Texte du document:
De votre expérience, quelle est la place de la femme dirigeante en Corse dans un domaine comme le vôtre ?

Je reconnais que mon domaine d’activité est largement masculin, bien que le secteur du BTP commence à s’ouvrir et que de nombreuses femmes y travaillent désormais. En tant que femme, et qui plus est très jeune à l’époque en 2003 (âgée de 25 ans), j’ai dû prouver ma légitimité et mes compétences plus qu’un homme n’aurait eu à le faire à ma place. Cependant, grâce à ma nature sociable, j’ai réussi à développer un réseau professionnel comprenant des clients, des prescripteurs et des sous-traitants, ce qui m’a été très bénéfique.

De manière culturelle et/ou symbolique, la pierre et la lauze en particulier, qu’est-ce que cela représente pour vous ? 

La Corse entretient un lien profond avec la pierre, à la fois comme élément naturel et comme symbole de son identité et de ses traditions. Les habitations traditionnelles corses sont souvent construites en pierre locale, ce qui leur confère une robustesse et une intégration parfaite dans le paysage. L’image de la pierre évoque également la force et la résilience du peuple corse, l’attachement aux traditions et à la terre.

Quel art de vivre ?

L’attachement de la Corse à la pierre ne se limite pas à son paysage ou à son architecture ; il s’agit véritablement d’un art de vivre, enraciné dans la culture et l’identité insulaire.

Objectif énoncé: Veuillez extraire tel quel, dans l'entretien sur la pierre en Corse, le passage allant de « Je reconnais que » à « pour vous ? ».

Données enregistrées:

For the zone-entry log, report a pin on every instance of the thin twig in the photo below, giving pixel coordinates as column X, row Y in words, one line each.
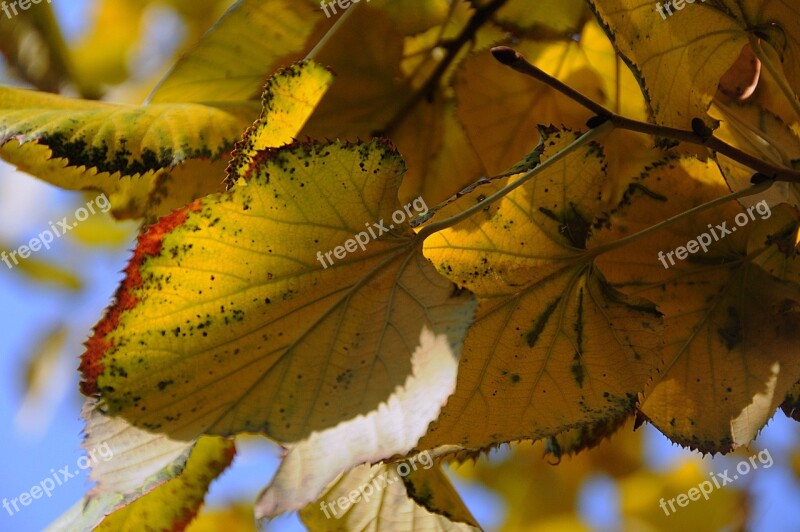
column 513, row 59
column 480, row 17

Résultat complet:
Je reconnais que mon domaine d’activité est largement masculin, bien que le secteur du BTP commence à s’ouvrir et que de nombreuses femmes y travaillent désormais. En tant que femme, et qui plus est très jeune à l’époque en 2003 (âgée de 25 ans), j’ai dû prouver ma légitimité et mes compétences plus qu’un homme n’aurait eu à le faire à ma place. Cependant, grâce à ma nature sociable, j’ai réussi à développer un réseau professionnel comprenant des clients, des prescripteurs et des sous-traitants, ce qui m’a été très bénéfique.

De manière culturelle et/ou symbolique, la pierre et la lauze en particulier, qu’est-ce que cela représente pour vous ?